What the task asks:
Copy out exactly the lines that begin with the one containing "for hockey player" and continue until the last line of the material.

Material to process:
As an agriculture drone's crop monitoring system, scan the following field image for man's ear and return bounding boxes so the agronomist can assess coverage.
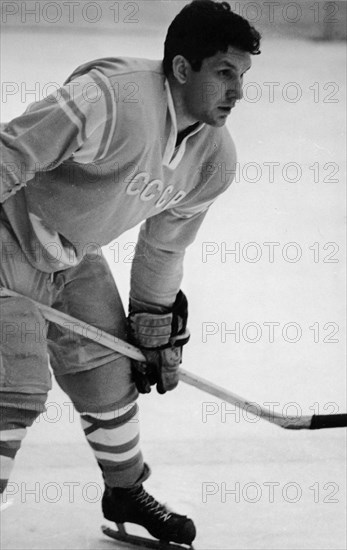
[171,55,191,84]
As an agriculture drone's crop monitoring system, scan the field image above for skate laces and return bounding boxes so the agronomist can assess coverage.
[132,486,172,522]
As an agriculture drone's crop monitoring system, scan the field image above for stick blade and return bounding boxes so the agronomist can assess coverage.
[310,413,347,430]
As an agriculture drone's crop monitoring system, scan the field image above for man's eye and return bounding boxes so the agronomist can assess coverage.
[219,70,230,77]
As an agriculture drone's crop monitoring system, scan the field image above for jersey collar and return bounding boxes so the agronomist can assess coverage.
[163,80,204,169]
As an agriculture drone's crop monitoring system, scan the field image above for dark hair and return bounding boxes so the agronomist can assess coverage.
[163,0,261,76]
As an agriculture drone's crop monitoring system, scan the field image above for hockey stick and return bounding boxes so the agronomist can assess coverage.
[1,287,346,430]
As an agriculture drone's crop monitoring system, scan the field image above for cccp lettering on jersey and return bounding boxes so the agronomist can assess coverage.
[126,171,187,209]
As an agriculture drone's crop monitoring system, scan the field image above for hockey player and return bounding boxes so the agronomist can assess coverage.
[0,1,261,547]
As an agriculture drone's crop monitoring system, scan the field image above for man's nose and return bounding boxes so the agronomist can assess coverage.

Solution for this exercise:
As an agriculture drone's crop monitoring system, scan the field image above for hockey player and return bounding boxes so the agronomist can assess coverage.
[0,1,261,547]
As an agriculture drone's crop monitoring system, scan the field image above for man's nose and return bounding boxes so the agronomist can assess coverage.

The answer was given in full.